Such a finding is supported by the policies underlying imposition of strict liability:

On whatever theory, the justification for the strict liability has been said to be that the seller, by marketing his product for use and consumption, has undertaken and assumed a special responsibility toward any member of the consuming public who may be injured by it; that the public has the right to and does expect, in the case of products which it needs and for which it is forced to rely upon the seller, that reputable sellers will stand behind their goods; that public policy demands that the burden of accidental injuries caused by products intended for consumption be placed upon those who market them, and be treated as a cost of production against which liability insurance can be obtained; and that the consumer of such products is entitled to the maximum of protection at the hands of someone, and the proper persons to afford it are those who market the products.

·····

§ **SHORT PROBLEM 1**:
Decide whether each statement agrees with the passage on strict liability. For each, answer yes or no and quote the words of the passage that decide it.
(a) The seller is said to take on a special responsibility toward members of the consuming public who may be injured by the product.
(b) The passage holds that the burden of accidental injuries from products should fall on the consumers who use them.
(c) The passage mentions liability insurance in connection with treating injuries as a cost of production.
§ **SHORT PROBLEM 2**: Rewrite the part of the passage on strict liability that begins at the words "On whatever theory, the" and ends after "market the products.", substituting "buying public" for "consuming public".

·····

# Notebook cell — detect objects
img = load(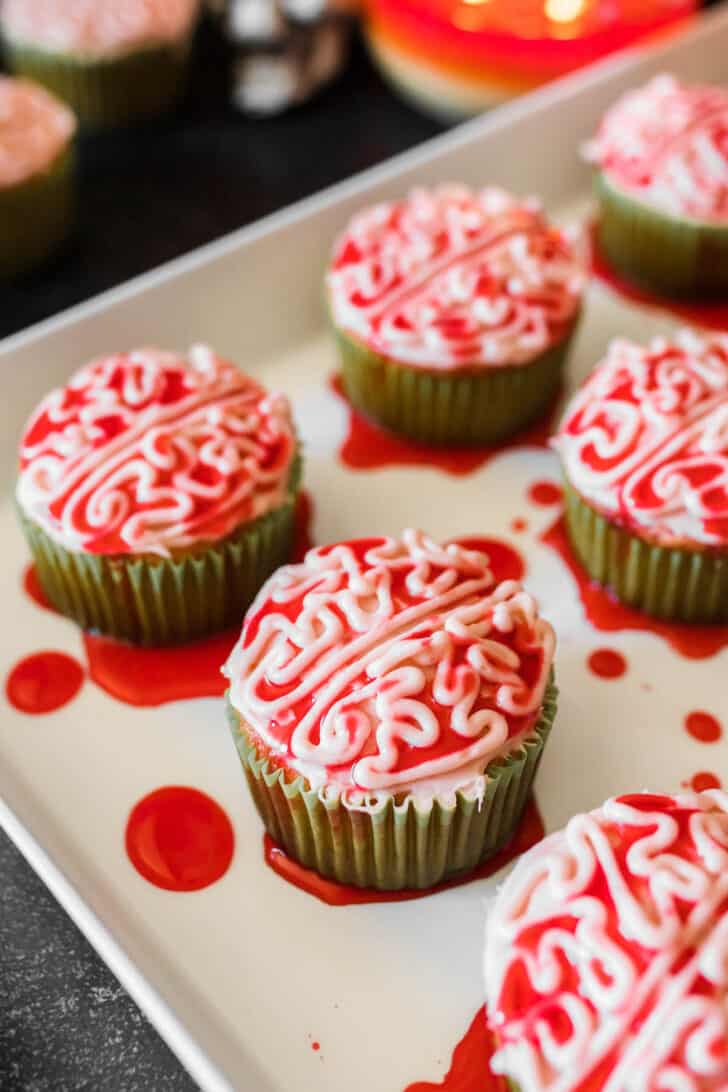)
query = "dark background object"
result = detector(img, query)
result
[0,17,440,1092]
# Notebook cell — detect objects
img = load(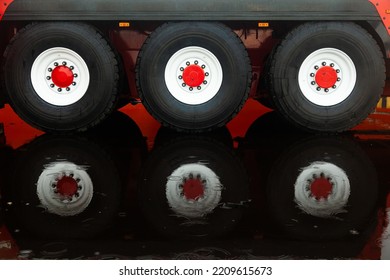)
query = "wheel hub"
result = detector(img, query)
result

·····

§ **WRITTEN ANSWER 1**:
(a) Yes: "has undertaken and assumed a special responsibility toward any member of the consuming public who may be injured by it"
(b) No: "be placed upon those who market them"
(c) Yes: "be treated as a cost of production against which liability insurance can be obtained"

§ **WRITTEN ANSWER 2**:
On whatever theory, the justification for the strict liability has been said to be that the seller, by marketing his product for use and consumption, has undertaken and assumed a special responsibility toward any member of the buying public who may be injured by it; that the public has the right to and does expect, in the case of products which it needs and for which it is forced to rely upon the seller, that reputable sellers will stand behind their goods; that public policy demands that the burden of accidental injuries caused by products intended for consumption be placed upon those who market them, and be treated as a cost of production against which liability insurance can be obtained; and that the consumer of such products is entitled to the maximum of protection at the hands of someone, and the proper persons to afford it are those who market the products.